### Problem to work on
Will you echo the data word for word, from its first line through the line that contains "207), (79, 207)]]", with both of those lines included?
--- Begin Records ---
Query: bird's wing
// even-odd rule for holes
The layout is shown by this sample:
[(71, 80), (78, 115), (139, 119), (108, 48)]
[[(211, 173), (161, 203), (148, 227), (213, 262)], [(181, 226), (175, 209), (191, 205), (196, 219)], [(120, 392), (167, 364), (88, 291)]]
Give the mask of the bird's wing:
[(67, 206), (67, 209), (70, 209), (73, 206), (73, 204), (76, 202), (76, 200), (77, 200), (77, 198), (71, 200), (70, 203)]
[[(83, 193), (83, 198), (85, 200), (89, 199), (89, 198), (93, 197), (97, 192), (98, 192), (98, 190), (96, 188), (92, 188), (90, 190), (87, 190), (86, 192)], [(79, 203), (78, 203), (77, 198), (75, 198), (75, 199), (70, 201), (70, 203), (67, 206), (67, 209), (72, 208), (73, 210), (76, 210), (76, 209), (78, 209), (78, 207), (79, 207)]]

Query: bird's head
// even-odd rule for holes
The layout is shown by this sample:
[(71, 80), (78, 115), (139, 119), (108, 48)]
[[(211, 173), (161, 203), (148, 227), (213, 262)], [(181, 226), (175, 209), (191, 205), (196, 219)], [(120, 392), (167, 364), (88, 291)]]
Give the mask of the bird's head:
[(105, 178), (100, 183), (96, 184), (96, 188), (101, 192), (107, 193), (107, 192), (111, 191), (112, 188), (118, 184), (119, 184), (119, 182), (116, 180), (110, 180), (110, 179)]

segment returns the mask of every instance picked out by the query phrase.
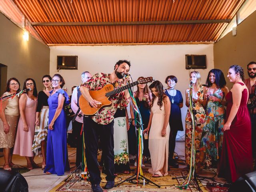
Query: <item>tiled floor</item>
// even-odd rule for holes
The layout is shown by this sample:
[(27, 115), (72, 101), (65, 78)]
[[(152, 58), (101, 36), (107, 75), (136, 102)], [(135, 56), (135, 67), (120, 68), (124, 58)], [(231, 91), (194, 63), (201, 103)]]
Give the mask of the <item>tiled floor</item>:
[[(175, 152), (181, 157), (182, 159), (184, 160), (184, 142), (177, 142)], [(68, 148), (69, 160), (70, 167), (75, 166), (74, 162), (76, 159), (76, 149)], [(42, 162), (42, 158), (36, 157), (35, 162), (41, 166)], [(13, 162), (16, 164), (22, 166), (26, 166), (26, 161), (24, 157), (20, 157), (18, 155), (14, 155)], [(4, 163), (4, 157), (0, 158), (0, 165)], [(185, 166), (180, 164), (180, 168), (184, 168)], [(74, 170), (73, 168), (72, 170)], [(67, 178), (70, 172), (66, 172), (63, 176), (58, 176), (56, 175), (46, 175), (44, 173), (41, 168), (34, 169), (30, 171), (22, 174), (28, 182), (30, 192), (41, 192), (49, 191), (57, 186), (64, 180)], [(213, 173), (205, 172), (203, 172), (202, 175), (207, 176), (212, 176)]]

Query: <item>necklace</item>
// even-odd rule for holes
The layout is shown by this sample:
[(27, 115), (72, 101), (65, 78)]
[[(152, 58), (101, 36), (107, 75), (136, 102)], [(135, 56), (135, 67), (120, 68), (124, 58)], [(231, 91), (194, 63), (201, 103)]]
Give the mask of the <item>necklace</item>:
[[(168, 89), (168, 90), (174, 90), (173, 92), (172, 92), (172, 94), (174, 94), (174, 89)], [(168, 93), (169, 93), (169, 94), (170, 95), (170, 96), (171, 96), (171, 98), (172, 98), (172, 100), (171, 101), (172, 102), (172, 103), (173, 104), (174, 102), (174, 96), (172, 96), (172, 94), (171, 94), (170, 92), (168, 92)]]

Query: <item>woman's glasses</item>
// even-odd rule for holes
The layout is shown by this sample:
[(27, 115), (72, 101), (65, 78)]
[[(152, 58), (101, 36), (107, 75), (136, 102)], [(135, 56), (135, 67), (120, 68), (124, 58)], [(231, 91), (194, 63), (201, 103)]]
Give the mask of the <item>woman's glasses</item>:
[(52, 80), (52, 82), (56, 82), (56, 83), (58, 83), (58, 82), (60, 82), (60, 80), (56, 80), (55, 79), (53, 79)]
[(26, 86), (32, 86), (34, 85), (34, 83), (26, 83)]
[(20, 84), (18, 83), (10, 83), (10, 85), (12, 85), (12, 86), (15, 86), (15, 85), (16, 85), (17, 86), (18, 86), (19, 85), (20, 85)]

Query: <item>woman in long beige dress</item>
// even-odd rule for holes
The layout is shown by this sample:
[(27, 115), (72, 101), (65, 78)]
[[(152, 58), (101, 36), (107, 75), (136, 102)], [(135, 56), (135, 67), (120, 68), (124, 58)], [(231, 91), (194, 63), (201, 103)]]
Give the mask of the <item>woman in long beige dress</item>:
[(148, 172), (154, 177), (158, 177), (168, 174), (171, 103), (164, 93), (163, 85), (160, 81), (154, 81), (149, 88), (153, 99), (148, 125), (143, 133), (148, 133), (150, 129), (148, 148), (152, 167)]
[[(19, 81), (14, 78), (7, 81), (6, 92), (2, 97), (16, 93), (20, 88)], [(17, 96), (2, 102), (0, 113), (0, 148), (4, 148), (4, 164), (3, 168), (10, 170), (14, 164), (11, 152), (14, 144), (16, 130), (20, 116), (19, 99)]]

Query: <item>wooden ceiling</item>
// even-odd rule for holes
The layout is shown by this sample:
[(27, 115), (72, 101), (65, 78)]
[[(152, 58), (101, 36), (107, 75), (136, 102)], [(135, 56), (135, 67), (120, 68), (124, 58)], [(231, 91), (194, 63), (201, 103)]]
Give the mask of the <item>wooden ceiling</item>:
--- End Records ---
### Finished task
Query: bird's wing
// even-odd rule for holes
The layout is shown by this sample:
[(71, 80), (78, 115), (139, 119), (108, 48)]
[[(211, 173), (161, 203), (148, 227), (213, 262)], [(181, 226), (175, 209), (191, 205), (196, 219)], [(120, 392), (167, 364), (88, 291)]]
Give the mask of the bird's wing:
[(67, 206), (67, 209), (70, 209), (73, 206), (73, 204), (76, 202), (76, 200), (77, 200), (77, 198), (71, 200), (70, 203)]
[[(83, 193), (83, 198), (85, 200), (89, 199), (89, 198), (93, 197), (97, 192), (98, 192), (98, 190), (96, 188), (92, 188), (90, 190), (87, 190), (86, 192)], [(79, 203), (78, 203), (77, 198), (75, 198), (75, 199), (70, 201), (70, 203), (67, 206), (67, 209), (72, 208), (73, 210), (76, 210), (76, 209), (78, 209), (78, 207), (79, 207)]]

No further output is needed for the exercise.